§ EXERCISE REQUIREMENTS
Convert the lines below into a JSON list of strings, one string per line and blank lines omitted. Begin at the line containing "Tag wooden fence above." and stop after the line containing "[95,248,205,332]".

-- START OF DATASET RECORDS --

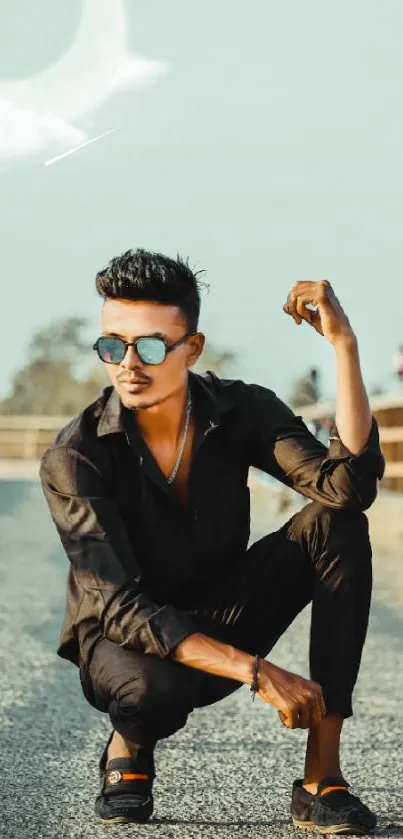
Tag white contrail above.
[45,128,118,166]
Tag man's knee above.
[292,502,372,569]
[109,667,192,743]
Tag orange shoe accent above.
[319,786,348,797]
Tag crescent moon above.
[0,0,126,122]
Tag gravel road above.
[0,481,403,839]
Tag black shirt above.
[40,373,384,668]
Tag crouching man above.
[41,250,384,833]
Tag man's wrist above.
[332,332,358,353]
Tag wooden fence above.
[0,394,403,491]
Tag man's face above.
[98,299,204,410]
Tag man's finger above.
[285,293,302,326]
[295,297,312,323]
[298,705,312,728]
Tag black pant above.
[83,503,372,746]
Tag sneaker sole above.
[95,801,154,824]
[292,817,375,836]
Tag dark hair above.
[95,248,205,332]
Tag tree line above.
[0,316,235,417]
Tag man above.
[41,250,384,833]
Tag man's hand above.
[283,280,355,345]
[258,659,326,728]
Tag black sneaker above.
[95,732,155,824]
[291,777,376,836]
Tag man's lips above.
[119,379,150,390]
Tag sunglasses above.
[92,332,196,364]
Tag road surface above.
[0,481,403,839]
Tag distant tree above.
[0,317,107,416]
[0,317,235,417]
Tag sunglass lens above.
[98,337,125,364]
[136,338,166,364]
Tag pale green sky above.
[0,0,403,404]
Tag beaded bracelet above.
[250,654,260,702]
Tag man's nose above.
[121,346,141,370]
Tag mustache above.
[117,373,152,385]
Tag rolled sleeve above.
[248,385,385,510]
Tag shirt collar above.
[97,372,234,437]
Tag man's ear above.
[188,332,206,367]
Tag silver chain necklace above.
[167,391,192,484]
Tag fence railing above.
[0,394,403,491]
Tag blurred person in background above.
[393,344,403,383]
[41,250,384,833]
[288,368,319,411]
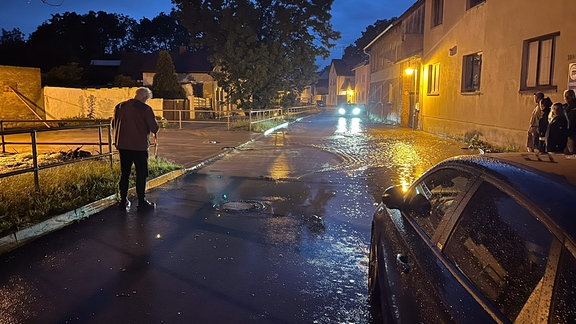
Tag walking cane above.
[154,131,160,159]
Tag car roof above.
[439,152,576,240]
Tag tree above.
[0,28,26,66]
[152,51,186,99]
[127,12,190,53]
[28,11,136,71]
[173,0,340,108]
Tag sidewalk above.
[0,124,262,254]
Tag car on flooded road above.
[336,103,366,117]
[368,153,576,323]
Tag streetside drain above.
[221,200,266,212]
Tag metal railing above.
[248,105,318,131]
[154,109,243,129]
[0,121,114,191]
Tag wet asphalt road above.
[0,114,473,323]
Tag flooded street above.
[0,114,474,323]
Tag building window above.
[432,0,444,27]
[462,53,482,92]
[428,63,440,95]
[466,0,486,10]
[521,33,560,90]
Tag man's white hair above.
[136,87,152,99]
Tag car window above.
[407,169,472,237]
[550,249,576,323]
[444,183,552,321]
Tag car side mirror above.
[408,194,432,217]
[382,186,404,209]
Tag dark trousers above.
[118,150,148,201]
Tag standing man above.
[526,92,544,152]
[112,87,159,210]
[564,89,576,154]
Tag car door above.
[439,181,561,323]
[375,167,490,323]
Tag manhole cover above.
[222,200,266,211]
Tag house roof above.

-- END OF DATASET RECORDS --

§ ANSWER IN FULL
[
  "Tag wooden fence above.",
  "[0,394,403,491]",
  "Tag man's face above.",
  "[98,299,204,410]",
  "Tag man's finger above.",
  "[285,293,302,326]",
  "[295,297,312,323]",
  "[298,705,312,728]",
  "Tag black pant above.",
  "[83,503,372,746]",
  "Tag sneaker sole above.",
  "[95,801,154,824]",
  "[292,817,375,836]",
  "Tag dark hair above.",
  "[95,248,205,332]"
]